┌──
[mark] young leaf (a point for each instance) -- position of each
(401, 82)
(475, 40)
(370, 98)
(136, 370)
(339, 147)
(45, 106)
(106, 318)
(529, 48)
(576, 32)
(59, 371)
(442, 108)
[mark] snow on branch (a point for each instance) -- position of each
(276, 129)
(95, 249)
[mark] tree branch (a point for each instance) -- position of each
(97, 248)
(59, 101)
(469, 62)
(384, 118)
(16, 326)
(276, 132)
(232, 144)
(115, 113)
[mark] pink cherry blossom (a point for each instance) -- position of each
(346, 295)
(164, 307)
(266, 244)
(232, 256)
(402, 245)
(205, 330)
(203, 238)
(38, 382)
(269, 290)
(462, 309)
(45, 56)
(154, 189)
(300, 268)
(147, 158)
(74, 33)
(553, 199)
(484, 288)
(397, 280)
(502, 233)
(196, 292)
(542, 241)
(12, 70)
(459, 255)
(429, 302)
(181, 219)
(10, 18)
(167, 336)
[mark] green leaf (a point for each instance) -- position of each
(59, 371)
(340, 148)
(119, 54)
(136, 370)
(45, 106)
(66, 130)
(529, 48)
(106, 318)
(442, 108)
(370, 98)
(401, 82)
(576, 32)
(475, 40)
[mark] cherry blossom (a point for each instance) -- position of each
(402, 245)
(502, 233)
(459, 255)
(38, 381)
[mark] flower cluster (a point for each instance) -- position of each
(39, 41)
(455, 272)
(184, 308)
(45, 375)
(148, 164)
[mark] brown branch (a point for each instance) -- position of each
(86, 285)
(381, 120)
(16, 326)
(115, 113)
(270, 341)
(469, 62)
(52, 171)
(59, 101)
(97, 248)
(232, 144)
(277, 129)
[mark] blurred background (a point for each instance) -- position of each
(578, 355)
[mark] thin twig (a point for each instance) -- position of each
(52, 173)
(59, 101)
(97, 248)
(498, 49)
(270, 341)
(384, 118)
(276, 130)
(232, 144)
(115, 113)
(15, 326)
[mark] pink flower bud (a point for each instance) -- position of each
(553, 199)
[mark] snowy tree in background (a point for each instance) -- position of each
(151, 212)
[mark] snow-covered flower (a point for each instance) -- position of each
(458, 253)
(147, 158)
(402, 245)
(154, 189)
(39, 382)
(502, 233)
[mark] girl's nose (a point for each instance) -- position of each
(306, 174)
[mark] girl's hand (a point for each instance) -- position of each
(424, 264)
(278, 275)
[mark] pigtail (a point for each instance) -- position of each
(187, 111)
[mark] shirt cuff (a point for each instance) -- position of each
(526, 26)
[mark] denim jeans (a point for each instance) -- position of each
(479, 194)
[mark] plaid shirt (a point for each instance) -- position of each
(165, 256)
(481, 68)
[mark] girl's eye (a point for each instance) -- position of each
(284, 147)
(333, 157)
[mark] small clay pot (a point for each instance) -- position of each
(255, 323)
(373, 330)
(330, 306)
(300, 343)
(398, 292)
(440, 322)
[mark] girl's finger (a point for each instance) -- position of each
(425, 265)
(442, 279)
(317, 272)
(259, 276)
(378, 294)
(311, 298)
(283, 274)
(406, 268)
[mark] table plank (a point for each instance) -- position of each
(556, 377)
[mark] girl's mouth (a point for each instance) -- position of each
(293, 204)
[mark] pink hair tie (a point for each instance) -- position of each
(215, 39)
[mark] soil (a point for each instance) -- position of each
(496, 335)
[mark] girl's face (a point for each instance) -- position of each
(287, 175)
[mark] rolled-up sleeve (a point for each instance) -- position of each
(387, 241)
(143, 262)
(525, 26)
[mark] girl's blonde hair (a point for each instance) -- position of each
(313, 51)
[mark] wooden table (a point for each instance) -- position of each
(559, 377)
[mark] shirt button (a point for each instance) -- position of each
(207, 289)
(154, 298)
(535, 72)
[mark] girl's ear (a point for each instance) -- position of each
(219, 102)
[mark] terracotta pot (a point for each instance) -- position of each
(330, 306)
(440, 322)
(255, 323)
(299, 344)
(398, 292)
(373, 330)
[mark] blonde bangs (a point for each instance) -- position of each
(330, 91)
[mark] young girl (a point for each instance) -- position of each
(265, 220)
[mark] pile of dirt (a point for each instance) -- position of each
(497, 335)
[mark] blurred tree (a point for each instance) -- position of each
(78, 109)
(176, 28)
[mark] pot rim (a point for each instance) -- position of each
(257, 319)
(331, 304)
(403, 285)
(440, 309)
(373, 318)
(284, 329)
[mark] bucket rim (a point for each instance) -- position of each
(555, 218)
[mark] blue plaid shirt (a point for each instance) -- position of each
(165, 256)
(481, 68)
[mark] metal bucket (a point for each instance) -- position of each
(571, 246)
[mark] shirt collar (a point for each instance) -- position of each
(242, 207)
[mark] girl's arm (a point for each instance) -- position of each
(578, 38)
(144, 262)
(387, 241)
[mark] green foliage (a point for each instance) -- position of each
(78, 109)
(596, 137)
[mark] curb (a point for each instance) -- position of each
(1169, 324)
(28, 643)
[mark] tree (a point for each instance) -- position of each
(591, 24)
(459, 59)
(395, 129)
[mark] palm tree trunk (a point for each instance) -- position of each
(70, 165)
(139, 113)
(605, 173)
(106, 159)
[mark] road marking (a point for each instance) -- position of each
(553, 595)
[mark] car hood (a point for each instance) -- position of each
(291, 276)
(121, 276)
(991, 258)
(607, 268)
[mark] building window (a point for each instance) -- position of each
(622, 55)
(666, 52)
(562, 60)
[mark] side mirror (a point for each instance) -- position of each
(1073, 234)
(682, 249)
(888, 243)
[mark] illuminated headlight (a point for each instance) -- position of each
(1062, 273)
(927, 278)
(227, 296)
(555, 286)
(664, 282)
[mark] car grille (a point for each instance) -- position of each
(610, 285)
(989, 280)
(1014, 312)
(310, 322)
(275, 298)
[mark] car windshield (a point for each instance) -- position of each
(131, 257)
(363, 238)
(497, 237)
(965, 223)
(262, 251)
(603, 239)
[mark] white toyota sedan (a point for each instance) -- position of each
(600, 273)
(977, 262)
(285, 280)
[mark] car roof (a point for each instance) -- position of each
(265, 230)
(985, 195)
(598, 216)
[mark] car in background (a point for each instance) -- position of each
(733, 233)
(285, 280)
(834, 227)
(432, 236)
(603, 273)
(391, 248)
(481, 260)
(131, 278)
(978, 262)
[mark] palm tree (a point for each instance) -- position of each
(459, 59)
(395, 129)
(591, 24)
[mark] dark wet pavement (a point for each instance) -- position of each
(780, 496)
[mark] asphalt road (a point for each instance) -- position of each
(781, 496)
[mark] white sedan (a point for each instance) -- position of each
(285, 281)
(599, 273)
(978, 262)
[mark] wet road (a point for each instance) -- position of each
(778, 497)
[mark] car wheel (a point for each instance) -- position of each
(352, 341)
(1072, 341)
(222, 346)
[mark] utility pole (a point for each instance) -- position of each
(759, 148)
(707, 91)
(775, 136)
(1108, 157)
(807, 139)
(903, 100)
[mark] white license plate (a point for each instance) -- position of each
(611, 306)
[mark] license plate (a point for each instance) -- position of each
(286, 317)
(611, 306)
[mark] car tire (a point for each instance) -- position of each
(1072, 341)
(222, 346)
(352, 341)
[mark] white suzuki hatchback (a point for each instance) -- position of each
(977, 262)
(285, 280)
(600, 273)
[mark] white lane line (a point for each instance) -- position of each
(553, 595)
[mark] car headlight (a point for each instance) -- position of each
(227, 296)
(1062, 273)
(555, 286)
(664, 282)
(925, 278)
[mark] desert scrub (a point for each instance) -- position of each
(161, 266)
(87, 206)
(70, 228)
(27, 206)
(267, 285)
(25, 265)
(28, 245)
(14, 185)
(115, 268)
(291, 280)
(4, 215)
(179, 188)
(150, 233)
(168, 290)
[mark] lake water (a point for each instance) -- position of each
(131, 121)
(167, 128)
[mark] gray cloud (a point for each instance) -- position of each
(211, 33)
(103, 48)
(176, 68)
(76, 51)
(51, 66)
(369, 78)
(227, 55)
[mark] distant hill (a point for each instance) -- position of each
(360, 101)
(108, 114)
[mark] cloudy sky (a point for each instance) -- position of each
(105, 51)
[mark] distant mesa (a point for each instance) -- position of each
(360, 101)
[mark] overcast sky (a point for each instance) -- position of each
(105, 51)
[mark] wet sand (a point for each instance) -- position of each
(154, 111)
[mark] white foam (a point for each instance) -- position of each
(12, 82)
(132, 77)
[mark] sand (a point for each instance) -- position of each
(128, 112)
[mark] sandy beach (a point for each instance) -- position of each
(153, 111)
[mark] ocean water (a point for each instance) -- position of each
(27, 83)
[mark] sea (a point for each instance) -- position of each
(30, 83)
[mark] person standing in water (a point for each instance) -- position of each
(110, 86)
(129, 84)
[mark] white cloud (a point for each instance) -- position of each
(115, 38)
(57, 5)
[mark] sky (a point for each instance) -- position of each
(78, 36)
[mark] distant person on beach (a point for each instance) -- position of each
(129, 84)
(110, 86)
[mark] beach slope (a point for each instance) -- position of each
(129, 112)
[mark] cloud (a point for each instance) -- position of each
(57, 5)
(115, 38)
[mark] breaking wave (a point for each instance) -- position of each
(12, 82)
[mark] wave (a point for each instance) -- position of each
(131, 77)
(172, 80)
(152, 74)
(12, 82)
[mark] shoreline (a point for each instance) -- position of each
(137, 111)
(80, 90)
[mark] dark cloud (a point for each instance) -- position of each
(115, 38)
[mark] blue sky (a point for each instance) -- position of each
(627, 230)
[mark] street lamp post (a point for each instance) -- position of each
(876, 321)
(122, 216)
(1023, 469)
└──
Please rewrite the material from the line containing "[mark] dark cloud" through the end, changing "blue sky" to "clear sky" and leaving everything else untouched.

[mark] dark cloud (a point for each instance) -- position of each
(115, 38)
[mark] clear sky (a point for each instance) -- position of each
(627, 230)
[mark] street lamp post (a point for each instance) -- position of each
(876, 321)
(122, 216)
(1023, 469)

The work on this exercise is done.